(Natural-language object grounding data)
########

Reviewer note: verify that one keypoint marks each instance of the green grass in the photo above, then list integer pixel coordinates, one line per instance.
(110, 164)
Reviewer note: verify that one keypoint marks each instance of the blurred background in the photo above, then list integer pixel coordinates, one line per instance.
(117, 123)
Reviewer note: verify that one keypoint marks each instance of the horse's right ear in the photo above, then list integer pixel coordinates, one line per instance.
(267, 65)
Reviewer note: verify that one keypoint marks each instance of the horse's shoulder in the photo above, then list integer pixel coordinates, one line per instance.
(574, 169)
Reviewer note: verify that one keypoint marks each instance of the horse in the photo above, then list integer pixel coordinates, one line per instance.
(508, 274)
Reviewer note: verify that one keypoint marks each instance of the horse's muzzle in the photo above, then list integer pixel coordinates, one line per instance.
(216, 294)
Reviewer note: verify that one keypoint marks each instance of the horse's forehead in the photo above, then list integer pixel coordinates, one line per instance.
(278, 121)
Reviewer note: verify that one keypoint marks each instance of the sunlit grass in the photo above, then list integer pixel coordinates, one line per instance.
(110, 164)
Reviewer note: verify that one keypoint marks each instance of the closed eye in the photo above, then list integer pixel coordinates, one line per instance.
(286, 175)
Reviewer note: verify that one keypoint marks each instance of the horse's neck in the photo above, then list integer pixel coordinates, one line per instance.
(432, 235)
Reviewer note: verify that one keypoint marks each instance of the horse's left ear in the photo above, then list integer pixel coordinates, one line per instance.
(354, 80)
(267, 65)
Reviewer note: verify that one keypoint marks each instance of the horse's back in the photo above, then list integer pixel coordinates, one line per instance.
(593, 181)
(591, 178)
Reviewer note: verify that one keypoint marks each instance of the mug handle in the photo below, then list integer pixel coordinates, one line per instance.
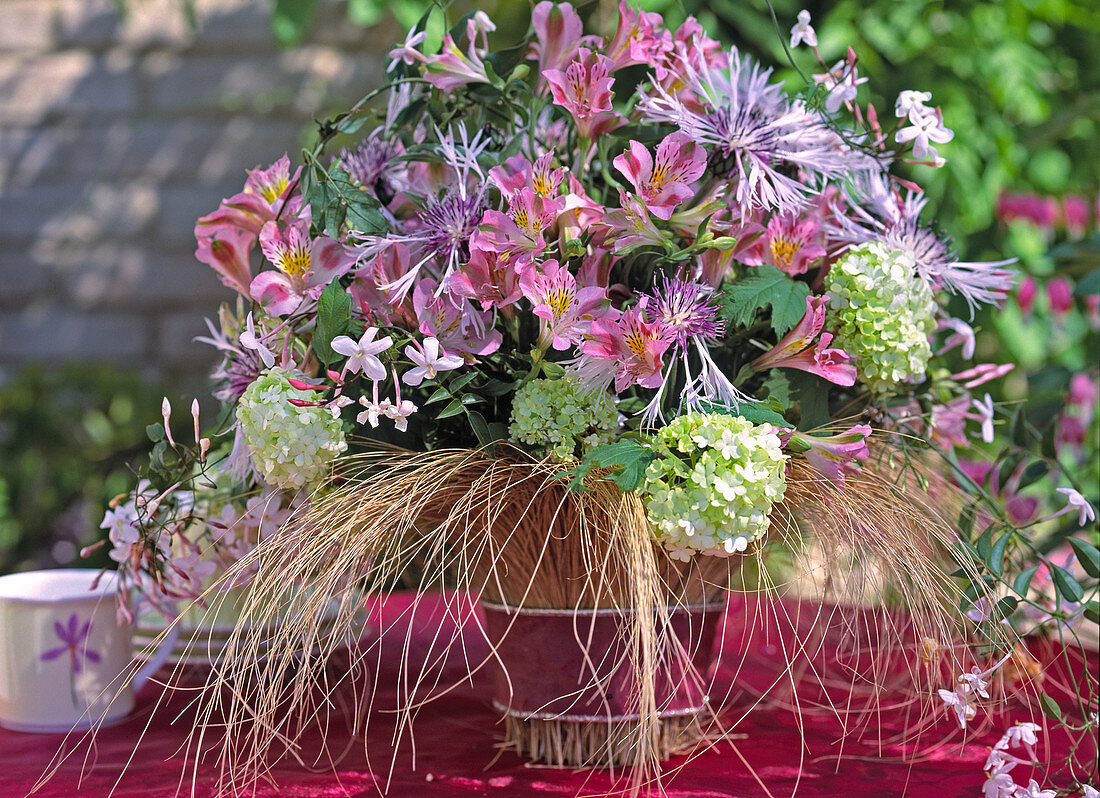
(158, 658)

########

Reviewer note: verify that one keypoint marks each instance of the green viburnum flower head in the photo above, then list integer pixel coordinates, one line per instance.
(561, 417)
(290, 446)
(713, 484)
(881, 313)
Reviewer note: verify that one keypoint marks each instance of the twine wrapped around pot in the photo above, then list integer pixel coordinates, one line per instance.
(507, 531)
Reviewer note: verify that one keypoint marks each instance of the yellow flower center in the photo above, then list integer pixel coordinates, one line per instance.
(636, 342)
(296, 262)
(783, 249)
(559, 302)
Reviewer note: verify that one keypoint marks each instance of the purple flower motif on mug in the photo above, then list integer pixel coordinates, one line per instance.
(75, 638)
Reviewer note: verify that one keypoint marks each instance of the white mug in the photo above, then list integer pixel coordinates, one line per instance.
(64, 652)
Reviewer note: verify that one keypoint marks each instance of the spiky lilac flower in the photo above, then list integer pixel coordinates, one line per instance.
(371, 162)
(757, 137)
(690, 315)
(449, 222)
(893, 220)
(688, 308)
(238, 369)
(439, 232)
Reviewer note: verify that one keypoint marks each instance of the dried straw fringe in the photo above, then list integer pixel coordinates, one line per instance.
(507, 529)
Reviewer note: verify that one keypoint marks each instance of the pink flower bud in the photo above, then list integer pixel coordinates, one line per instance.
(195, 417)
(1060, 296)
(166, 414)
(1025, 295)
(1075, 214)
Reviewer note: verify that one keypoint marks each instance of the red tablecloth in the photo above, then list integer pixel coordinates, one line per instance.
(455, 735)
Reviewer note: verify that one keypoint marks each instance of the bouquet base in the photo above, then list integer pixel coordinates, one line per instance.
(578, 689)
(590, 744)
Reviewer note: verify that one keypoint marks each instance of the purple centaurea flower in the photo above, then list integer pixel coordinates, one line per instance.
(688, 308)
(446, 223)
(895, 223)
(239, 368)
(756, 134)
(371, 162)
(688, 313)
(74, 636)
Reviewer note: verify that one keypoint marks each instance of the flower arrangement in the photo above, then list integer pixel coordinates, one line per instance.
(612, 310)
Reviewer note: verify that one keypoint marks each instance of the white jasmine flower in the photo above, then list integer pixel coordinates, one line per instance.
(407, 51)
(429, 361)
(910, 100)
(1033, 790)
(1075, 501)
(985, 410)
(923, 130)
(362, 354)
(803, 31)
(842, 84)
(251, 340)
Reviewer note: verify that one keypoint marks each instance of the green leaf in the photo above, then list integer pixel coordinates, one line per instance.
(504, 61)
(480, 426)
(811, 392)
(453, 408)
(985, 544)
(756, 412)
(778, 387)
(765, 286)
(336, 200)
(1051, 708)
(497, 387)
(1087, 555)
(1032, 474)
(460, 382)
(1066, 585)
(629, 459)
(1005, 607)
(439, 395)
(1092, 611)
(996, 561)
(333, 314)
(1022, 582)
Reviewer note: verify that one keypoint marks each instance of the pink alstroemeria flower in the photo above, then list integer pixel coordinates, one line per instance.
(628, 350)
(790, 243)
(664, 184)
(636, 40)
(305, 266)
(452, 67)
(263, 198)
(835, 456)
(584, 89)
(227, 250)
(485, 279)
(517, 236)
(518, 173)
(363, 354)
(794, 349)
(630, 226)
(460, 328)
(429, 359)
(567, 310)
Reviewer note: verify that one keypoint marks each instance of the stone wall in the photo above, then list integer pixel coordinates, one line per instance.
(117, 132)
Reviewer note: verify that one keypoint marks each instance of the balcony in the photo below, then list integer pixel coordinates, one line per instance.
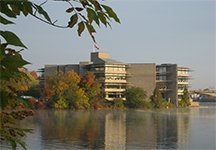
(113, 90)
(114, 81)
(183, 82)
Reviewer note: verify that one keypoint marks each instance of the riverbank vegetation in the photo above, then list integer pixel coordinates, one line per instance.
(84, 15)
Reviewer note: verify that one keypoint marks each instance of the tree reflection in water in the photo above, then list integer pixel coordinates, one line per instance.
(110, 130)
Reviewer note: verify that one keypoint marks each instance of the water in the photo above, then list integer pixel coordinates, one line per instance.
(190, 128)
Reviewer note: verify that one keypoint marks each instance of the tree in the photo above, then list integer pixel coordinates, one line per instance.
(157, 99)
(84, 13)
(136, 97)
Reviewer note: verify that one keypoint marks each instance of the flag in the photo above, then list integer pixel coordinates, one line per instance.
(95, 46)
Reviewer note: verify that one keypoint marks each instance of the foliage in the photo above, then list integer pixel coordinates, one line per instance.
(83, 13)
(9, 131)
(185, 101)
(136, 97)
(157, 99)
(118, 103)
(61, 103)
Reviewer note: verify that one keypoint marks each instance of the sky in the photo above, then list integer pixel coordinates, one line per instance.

########

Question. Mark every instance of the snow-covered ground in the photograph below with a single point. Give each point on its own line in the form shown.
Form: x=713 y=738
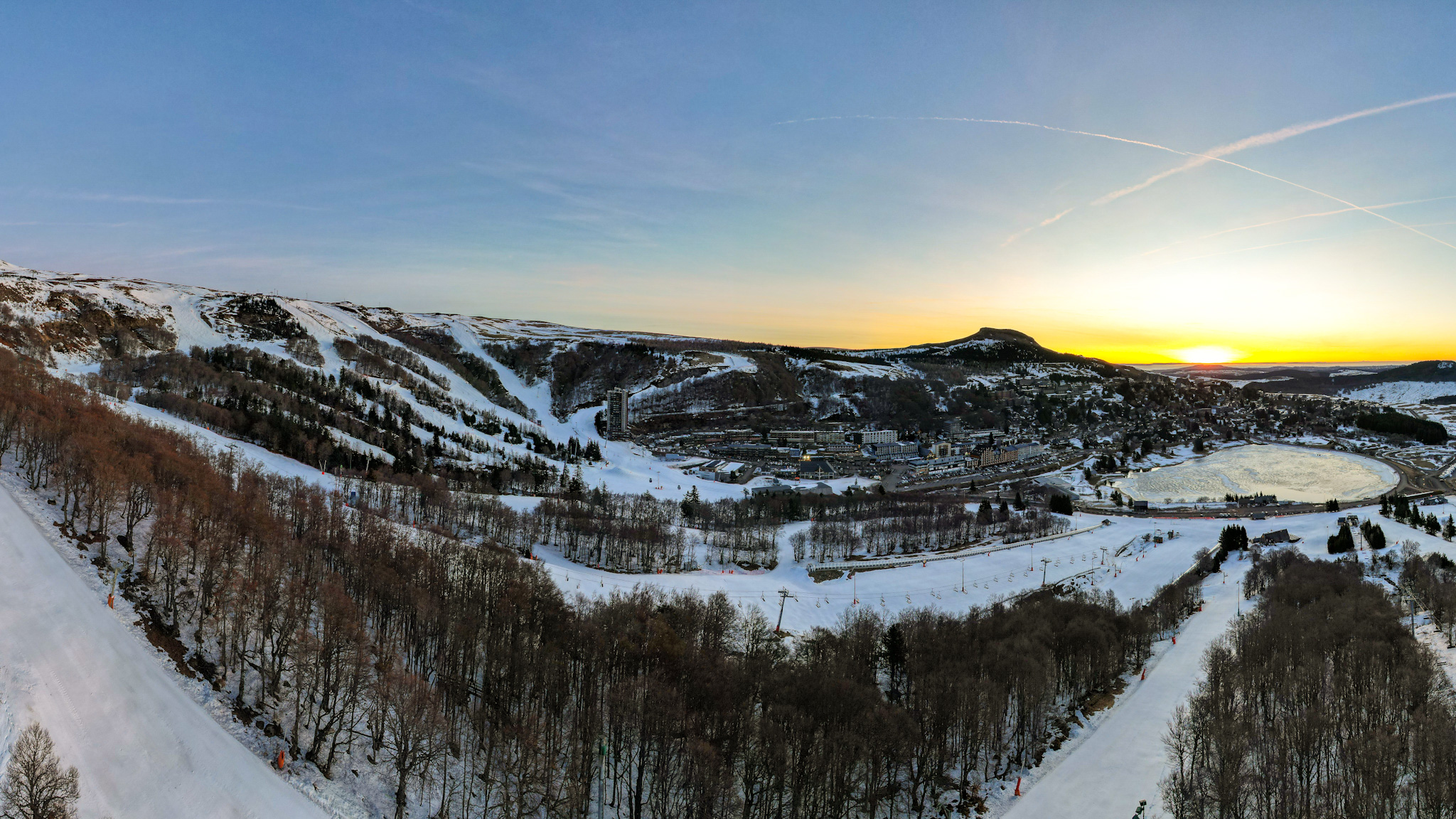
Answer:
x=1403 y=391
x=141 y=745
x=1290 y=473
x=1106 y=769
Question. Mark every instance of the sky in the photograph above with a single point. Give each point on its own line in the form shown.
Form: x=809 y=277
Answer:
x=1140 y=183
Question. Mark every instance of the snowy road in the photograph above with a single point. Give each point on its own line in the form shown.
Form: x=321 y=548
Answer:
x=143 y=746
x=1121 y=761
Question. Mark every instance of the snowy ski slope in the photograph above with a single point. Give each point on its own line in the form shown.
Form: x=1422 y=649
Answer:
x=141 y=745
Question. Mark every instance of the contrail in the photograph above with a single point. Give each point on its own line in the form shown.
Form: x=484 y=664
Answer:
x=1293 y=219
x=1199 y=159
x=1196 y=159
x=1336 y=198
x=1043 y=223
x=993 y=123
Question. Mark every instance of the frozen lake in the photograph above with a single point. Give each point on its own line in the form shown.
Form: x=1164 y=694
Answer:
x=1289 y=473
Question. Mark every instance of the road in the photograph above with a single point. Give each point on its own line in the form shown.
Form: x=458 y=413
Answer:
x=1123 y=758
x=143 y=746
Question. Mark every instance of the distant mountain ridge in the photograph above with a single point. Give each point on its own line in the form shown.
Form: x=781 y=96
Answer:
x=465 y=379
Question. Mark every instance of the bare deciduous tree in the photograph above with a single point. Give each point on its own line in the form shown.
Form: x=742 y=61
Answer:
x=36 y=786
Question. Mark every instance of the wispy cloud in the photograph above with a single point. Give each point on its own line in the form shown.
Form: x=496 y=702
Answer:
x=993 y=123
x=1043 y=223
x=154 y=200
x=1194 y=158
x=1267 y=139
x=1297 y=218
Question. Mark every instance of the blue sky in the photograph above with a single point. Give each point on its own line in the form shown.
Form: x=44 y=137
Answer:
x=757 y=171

########

Check each line above for the word "snowy" and give the number of lines that have it, nothing else.

### Solved problem
2